━━━━━ Exercise data ━━━━━
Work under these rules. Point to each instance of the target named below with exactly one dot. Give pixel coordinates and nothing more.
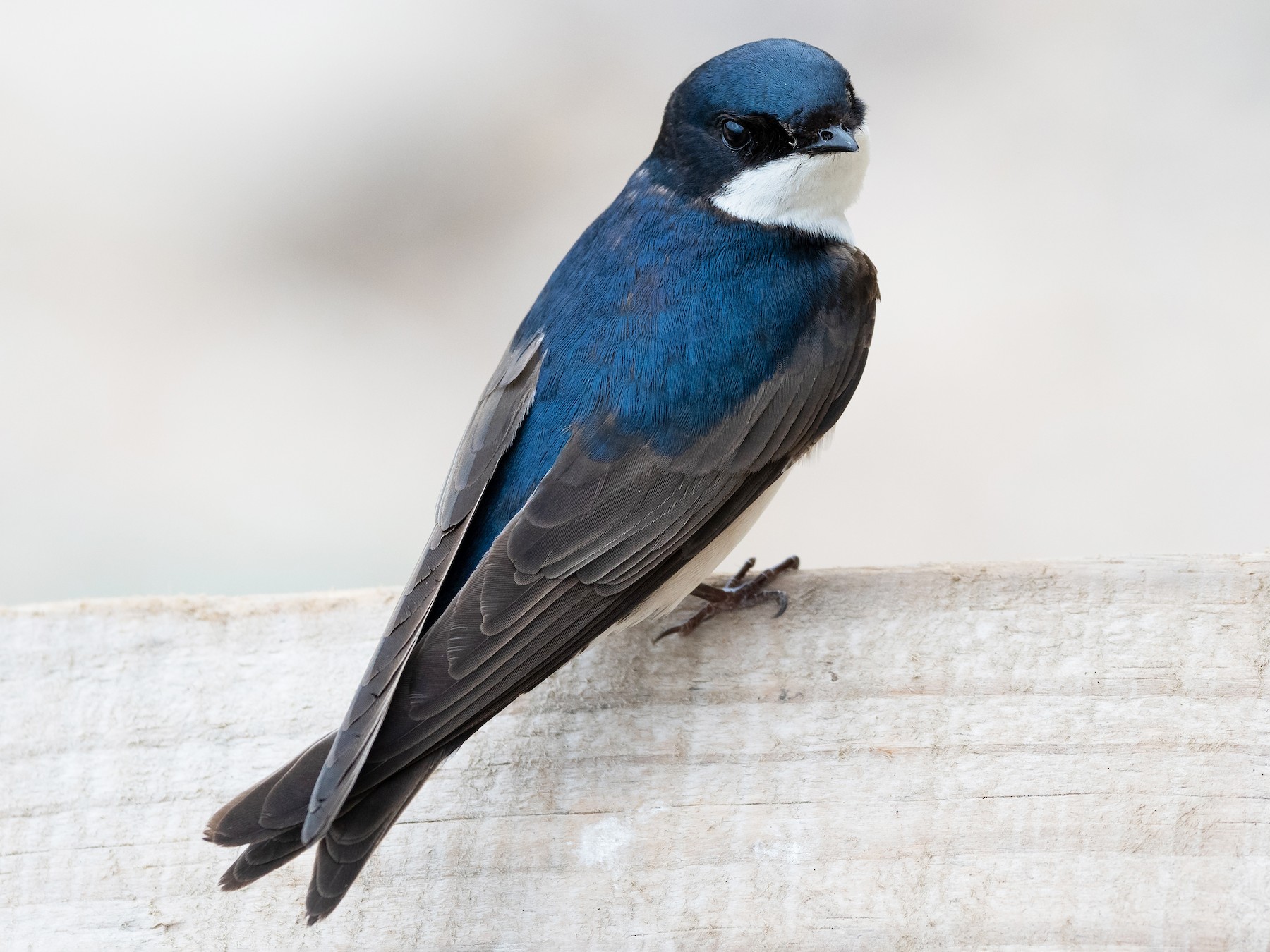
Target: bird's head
(771, 133)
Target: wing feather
(490, 433)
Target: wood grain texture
(1028, 755)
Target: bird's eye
(736, 135)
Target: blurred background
(257, 260)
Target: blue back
(662, 320)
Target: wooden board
(1033, 755)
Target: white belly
(701, 566)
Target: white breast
(701, 566)
(806, 192)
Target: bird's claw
(736, 594)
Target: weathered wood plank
(1030, 755)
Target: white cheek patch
(806, 192)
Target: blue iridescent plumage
(698, 338)
(665, 317)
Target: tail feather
(270, 817)
(273, 805)
(355, 836)
(262, 858)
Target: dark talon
(736, 594)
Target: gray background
(258, 260)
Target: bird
(701, 336)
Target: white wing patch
(806, 192)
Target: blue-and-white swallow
(698, 339)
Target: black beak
(835, 139)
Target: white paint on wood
(1034, 755)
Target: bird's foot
(736, 594)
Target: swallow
(701, 336)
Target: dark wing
(603, 532)
(498, 417)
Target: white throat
(806, 192)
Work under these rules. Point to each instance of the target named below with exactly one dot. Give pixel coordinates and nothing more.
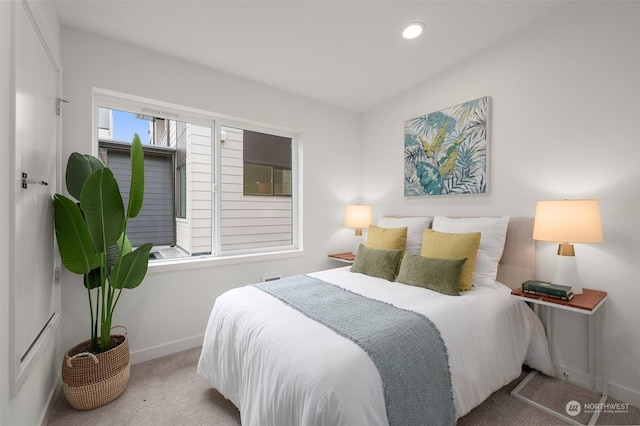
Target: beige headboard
(518, 259)
(518, 262)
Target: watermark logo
(573, 408)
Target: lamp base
(566, 273)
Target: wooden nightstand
(343, 257)
(586, 303)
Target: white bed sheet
(281, 368)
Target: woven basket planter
(90, 381)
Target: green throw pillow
(381, 263)
(441, 275)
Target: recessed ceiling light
(413, 30)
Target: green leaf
(93, 279)
(79, 167)
(136, 190)
(131, 271)
(74, 242)
(103, 209)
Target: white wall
(29, 406)
(565, 95)
(169, 310)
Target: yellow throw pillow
(387, 238)
(453, 246)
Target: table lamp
(358, 217)
(566, 222)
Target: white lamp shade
(570, 221)
(358, 216)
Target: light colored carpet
(166, 391)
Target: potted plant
(92, 241)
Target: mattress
(281, 368)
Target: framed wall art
(445, 152)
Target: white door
(36, 135)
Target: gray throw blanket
(405, 346)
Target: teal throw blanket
(405, 346)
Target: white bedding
(281, 368)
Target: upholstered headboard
(518, 262)
(518, 259)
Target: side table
(587, 303)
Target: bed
(280, 367)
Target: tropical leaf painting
(445, 152)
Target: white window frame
(127, 102)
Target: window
(254, 212)
(202, 198)
(267, 164)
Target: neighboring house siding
(155, 222)
(194, 233)
(249, 221)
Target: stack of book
(542, 288)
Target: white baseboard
(166, 349)
(621, 393)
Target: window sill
(207, 261)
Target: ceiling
(348, 54)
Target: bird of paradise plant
(91, 235)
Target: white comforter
(281, 368)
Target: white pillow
(493, 233)
(415, 229)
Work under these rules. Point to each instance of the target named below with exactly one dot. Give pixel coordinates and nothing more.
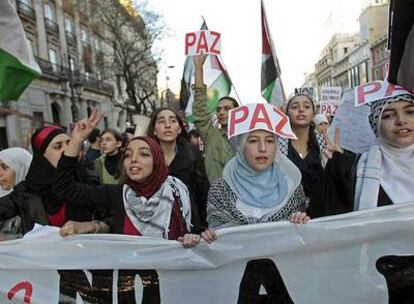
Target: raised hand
(83, 128)
(199, 60)
(331, 148)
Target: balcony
(51, 26)
(70, 38)
(26, 11)
(94, 84)
(52, 70)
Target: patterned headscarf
(379, 106)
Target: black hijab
(41, 175)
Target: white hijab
(384, 165)
(18, 160)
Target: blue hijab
(262, 189)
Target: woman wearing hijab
(258, 185)
(107, 166)
(14, 164)
(148, 202)
(34, 199)
(184, 161)
(383, 175)
(307, 150)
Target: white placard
(356, 133)
(259, 116)
(377, 90)
(202, 42)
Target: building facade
(362, 58)
(69, 49)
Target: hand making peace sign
(331, 148)
(84, 127)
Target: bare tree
(128, 31)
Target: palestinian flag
(215, 77)
(272, 88)
(401, 43)
(17, 64)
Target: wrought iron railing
(25, 10)
(51, 25)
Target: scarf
(41, 175)
(18, 160)
(152, 216)
(383, 165)
(151, 184)
(264, 189)
(111, 163)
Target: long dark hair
(183, 136)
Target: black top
(188, 166)
(311, 169)
(338, 185)
(108, 197)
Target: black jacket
(108, 198)
(188, 166)
(31, 206)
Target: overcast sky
(299, 29)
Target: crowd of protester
(182, 185)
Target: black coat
━━━━━
### [Your objective]
Write the lines above out again exactly, without any of their pictures.

### [Your response]
Work under these rules. Point to each instance of the target named below with exactly one dot. Give pixel coordinates and nothing more.
Target: bird's head
(771, 133)
Target: wing feather
(490, 433)
Target: wood grain texture
(1028, 755)
Target: bird's eye
(736, 135)
Target: blurred background
(257, 260)
Target: blue back
(662, 320)
Target: wooden board
(1033, 755)
Target: white belly
(701, 566)
Target: white breast
(701, 566)
(806, 192)
Target: bird's claw
(736, 594)
Target: weathered wood plank
(1030, 755)
Target: white cheek patch
(806, 192)
Target: blue iridescent plumage
(698, 338)
(665, 317)
Target: tail feather
(270, 817)
(273, 805)
(355, 836)
(262, 858)
Target: dark talon
(736, 594)
Target: gray background
(258, 260)
Target: bird
(701, 336)
Target: white wing patch
(806, 192)
Target: blue-and-white swallow
(698, 339)
Target: black beak
(835, 139)
Target: white paint on wood
(1034, 755)
Target: bird's foot
(736, 594)
Target: swallow
(701, 336)
Target: dark wing
(603, 532)
(498, 417)
Target: white throat
(806, 192)
Work under these rules. Point to each instance of the target named below with exactly one dot. Give pixel coordinates and nothing more.
Target: beige headboard
(518, 259)
(518, 262)
Target: watermark logo
(573, 408)
Target: lamp base
(566, 273)
Target: wooden nightstand
(343, 257)
(586, 303)
Target: white bed sheet
(281, 368)
Target: woven basket planter
(90, 381)
Target: green throw pillow
(381, 263)
(441, 275)
Target: recessed ceiling light
(413, 30)
Target: green leaf
(93, 279)
(79, 167)
(136, 190)
(131, 271)
(74, 242)
(103, 209)
Target: white wall
(29, 406)
(565, 95)
(169, 310)
Target: yellow throw pillow
(387, 238)
(453, 246)
Target: table lamp
(358, 217)
(566, 222)
Target: white lamp shade
(570, 221)
(358, 216)
Target: light colored carpet
(166, 391)
Target: potted plant
(92, 241)
Target: mattress
(281, 368)
Target: framed wall art
(445, 152)
Target: white door
(36, 135)
Target: gray throw blanket
(405, 346)
Target: teal throw blanket
(405, 346)
Target: white bedding
(281, 368)
Target: upholstered headboard
(518, 262)
(518, 259)
Target: side table
(587, 303)
Target: bed
(280, 367)
Target: tropical leaf painting
(445, 152)
Target: white window frame
(127, 102)
Target: window
(254, 212)
(202, 198)
(267, 164)
Target: neighboring house siding
(155, 222)
(194, 233)
(249, 221)
Target: stack of book
(542, 288)
Target: white baseboard
(166, 349)
(621, 393)
Target: window sill
(207, 261)
Target: ceiling
(348, 54)
Target: bird of paradise plant
(91, 235)
Target: white comforter
(281, 368)
Target: white pillow
(493, 233)
(415, 229)
Work under these rules. Point to each instance of the target named below with exactly one dot. Give pixel coordinates and nothing more.
Target: raised hand
(83, 128)
(199, 60)
(331, 148)
Target: balcony
(51, 26)
(70, 38)
(26, 11)
(94, 84)
(52, 70)
Target: patterned headscarf
(379, 106)
Target: black hijab
(41, 175)
Target: white hijab
(384, 165)
(18, 160)
Target: blue hijab
(262, 189)
Target: woman wearing hijab
(258, 185)
(107, 166)
(14, 164)
(148, 202)
(34, 199)
(184, 161)
(383, 175)
(307, 150)
Target: white placard
(356, 133)
(259, 116)
(377, 90)
(202, 42)
Target: building facade
(362, 58)
(69, 49)
Target: hand making peace sign
(331, 148)
(84, 127)
Target: bare tree
(128, 31)
Target: palestinian flag
(215, 77)
(272, 88)
(401, 43)
(17, 64)
Target: wrought iron railing
(25, 10)
(51, 25)
Target: scarf
(41, 175)
(18, 160)
(152, 216)
(383, 165)
(151, 184)
(264, 189)
(111, 163)
Target: long dark hair
(183, 136)
Target: black top
(188, 166)
(311, 169)
(338, 185)
(108, 197)
Target: black jacket
(108, 198)
(188, 166)
(31, 206)
Target: overcast sky
(299, 29)
Target: crowd of protester
(182, 185)
Target: black coat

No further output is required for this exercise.